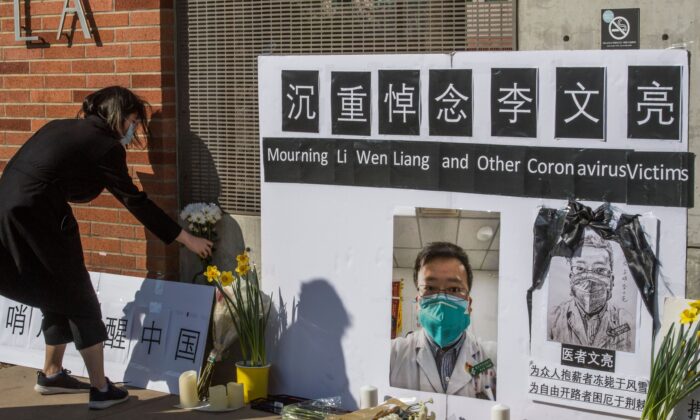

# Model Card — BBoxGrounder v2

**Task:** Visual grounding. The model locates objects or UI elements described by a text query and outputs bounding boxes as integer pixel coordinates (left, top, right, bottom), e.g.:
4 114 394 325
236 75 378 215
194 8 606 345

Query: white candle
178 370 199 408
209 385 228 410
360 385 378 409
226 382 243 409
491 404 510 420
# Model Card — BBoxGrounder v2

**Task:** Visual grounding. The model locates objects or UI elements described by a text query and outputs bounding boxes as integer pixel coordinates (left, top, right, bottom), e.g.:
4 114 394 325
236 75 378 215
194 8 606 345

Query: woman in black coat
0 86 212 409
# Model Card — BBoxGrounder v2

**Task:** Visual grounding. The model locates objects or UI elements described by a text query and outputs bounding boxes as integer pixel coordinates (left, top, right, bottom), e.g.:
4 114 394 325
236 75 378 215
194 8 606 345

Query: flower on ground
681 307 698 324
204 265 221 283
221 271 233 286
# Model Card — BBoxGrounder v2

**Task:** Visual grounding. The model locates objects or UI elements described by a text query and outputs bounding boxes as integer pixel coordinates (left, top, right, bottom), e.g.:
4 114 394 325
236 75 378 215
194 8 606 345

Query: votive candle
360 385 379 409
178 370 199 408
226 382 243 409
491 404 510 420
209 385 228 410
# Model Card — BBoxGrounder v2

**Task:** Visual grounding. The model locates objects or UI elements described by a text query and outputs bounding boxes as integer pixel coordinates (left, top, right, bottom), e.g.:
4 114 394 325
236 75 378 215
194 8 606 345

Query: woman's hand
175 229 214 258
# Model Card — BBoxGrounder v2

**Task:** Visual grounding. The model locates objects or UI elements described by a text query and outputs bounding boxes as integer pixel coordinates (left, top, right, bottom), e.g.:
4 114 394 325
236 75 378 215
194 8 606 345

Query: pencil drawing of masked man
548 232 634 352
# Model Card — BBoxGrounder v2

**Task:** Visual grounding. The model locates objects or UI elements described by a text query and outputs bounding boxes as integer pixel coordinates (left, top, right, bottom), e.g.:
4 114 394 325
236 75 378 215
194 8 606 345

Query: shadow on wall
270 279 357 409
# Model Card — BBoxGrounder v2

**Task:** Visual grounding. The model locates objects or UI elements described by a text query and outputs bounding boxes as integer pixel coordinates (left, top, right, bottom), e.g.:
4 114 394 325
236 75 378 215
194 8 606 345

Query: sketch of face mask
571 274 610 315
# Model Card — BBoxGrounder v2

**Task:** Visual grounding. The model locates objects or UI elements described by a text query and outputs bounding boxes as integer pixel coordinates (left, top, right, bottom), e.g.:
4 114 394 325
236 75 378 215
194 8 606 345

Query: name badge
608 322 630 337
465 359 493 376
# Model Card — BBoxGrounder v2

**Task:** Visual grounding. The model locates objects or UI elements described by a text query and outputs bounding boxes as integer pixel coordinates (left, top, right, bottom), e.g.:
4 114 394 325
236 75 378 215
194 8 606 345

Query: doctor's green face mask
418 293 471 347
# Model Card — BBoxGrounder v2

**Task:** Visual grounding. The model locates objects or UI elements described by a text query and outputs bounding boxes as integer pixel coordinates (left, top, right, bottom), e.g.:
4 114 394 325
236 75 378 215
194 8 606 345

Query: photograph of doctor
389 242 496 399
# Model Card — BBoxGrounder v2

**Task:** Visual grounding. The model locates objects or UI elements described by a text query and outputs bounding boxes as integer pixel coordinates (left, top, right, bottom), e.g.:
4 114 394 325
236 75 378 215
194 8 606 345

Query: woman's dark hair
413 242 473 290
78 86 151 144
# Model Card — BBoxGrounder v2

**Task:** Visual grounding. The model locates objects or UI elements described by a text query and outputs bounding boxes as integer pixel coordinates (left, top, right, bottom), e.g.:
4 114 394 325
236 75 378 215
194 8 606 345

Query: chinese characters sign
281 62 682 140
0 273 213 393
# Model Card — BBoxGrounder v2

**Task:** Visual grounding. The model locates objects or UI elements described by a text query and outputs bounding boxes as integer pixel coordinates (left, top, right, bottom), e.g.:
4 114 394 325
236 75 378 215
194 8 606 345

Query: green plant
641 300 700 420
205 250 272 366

..........

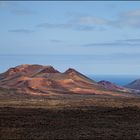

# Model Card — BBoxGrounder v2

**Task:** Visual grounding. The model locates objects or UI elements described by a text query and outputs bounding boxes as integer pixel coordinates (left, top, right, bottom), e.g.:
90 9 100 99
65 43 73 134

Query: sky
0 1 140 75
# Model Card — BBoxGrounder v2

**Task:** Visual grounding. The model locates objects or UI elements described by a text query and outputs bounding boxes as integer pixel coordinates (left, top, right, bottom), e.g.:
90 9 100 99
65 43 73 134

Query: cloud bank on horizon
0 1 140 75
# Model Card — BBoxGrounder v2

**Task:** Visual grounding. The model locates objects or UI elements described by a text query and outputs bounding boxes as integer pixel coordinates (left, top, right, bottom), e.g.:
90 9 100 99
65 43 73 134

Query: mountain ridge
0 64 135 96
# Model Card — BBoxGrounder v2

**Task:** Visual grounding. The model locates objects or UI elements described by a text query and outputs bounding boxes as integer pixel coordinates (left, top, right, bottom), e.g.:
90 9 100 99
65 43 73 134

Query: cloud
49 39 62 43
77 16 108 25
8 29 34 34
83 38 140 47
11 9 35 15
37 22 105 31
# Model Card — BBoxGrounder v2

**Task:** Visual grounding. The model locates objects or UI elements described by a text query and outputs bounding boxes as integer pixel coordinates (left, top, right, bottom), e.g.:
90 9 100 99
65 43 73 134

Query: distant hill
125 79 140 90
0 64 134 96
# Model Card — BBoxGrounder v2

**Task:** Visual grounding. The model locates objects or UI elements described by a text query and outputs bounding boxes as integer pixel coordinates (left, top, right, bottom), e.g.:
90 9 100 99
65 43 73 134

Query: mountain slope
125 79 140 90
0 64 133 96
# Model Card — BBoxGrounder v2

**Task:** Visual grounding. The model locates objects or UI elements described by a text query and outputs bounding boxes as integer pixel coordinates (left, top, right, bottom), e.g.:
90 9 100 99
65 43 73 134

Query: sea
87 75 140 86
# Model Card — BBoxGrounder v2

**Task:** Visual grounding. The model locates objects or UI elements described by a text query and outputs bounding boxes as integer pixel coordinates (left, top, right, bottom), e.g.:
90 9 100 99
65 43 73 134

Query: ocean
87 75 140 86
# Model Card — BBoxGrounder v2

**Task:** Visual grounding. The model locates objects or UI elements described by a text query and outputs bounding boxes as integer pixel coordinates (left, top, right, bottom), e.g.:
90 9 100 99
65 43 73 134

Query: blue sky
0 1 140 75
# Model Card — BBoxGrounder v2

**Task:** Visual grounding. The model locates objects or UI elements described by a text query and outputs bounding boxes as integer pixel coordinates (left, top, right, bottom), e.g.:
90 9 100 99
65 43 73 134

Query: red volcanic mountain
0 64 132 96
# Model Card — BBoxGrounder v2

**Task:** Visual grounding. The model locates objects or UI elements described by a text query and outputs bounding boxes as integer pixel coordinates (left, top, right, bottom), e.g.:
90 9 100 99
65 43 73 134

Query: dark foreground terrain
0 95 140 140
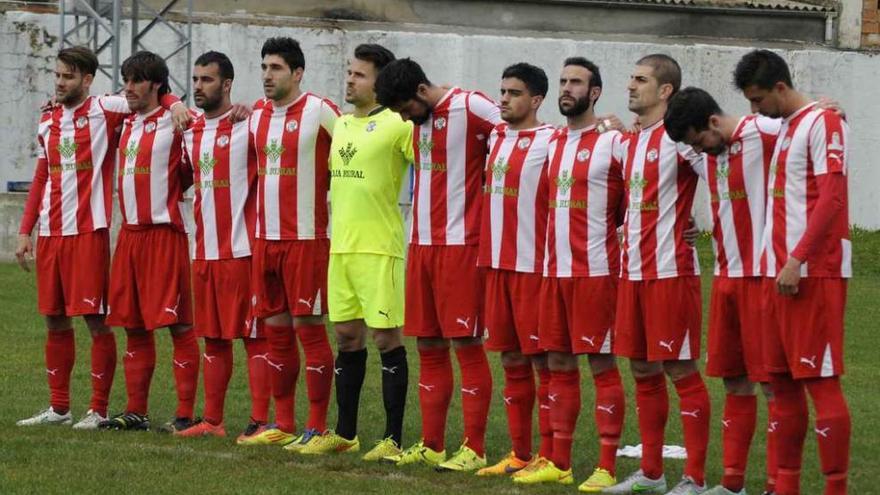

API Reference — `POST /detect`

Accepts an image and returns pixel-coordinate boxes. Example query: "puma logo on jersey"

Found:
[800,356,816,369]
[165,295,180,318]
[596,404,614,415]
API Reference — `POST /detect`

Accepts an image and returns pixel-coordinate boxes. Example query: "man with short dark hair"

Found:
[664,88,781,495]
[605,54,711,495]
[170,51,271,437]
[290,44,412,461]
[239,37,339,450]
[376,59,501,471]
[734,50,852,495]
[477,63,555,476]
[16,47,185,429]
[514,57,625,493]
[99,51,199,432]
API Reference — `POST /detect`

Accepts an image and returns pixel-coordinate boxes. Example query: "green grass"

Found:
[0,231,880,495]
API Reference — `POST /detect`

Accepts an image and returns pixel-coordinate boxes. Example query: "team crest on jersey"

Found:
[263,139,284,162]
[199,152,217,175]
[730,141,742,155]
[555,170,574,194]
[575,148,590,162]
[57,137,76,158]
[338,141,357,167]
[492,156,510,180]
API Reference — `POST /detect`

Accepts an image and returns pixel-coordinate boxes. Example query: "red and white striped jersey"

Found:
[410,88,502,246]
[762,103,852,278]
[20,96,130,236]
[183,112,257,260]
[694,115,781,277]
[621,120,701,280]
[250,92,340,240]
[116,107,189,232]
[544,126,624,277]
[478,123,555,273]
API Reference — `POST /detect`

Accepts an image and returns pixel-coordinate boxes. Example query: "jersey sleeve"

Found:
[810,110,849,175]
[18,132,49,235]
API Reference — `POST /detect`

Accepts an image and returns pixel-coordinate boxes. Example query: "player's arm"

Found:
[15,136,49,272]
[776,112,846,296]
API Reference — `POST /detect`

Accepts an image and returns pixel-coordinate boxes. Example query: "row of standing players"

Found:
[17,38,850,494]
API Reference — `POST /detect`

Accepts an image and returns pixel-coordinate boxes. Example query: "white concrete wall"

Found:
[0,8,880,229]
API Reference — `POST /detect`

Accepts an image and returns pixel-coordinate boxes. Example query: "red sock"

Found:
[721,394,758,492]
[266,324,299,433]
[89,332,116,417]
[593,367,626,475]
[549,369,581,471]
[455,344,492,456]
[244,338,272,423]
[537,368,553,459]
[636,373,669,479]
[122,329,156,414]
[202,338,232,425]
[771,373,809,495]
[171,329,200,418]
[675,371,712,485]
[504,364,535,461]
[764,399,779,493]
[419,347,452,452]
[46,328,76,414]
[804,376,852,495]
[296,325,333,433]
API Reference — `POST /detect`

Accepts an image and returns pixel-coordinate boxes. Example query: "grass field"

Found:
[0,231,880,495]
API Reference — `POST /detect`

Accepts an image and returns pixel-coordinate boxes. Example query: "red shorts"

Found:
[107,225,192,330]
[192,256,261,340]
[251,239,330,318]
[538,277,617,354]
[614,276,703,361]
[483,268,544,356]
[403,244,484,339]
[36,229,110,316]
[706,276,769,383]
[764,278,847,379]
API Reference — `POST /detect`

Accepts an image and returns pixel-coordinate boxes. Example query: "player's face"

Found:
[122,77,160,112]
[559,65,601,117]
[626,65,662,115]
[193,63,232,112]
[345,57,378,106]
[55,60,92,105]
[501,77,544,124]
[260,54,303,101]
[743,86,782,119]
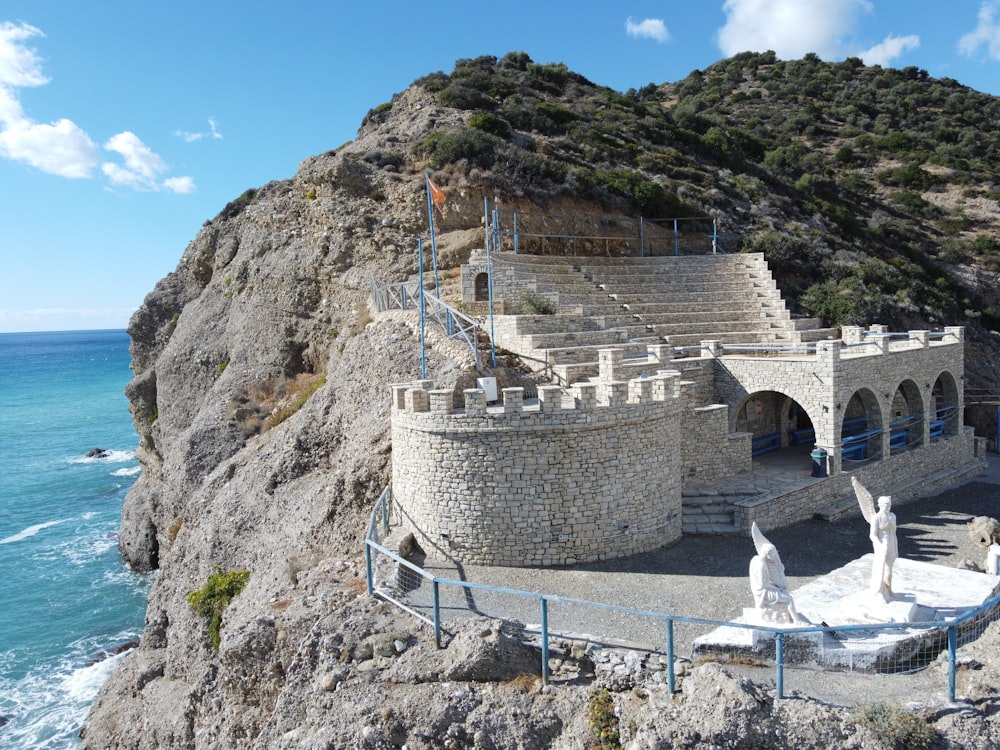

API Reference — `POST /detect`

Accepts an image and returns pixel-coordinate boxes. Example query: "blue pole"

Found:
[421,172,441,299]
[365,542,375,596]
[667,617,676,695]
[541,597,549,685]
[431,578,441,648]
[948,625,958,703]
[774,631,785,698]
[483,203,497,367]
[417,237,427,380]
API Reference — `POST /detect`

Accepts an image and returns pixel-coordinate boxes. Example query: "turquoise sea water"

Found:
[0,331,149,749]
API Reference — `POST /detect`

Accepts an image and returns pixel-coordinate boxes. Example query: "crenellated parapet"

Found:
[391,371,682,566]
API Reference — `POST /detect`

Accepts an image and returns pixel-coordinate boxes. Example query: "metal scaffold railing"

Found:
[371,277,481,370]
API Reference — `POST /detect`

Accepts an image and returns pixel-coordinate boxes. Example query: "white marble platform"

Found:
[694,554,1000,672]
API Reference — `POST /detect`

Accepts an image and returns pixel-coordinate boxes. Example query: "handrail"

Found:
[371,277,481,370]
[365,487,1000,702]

..........

## Tâche donnée
Veuillez indiquer combien de lignes ci-dessus contiennent le mot « face ». Donnez uniquement le nombre.

## Réponse attendue
3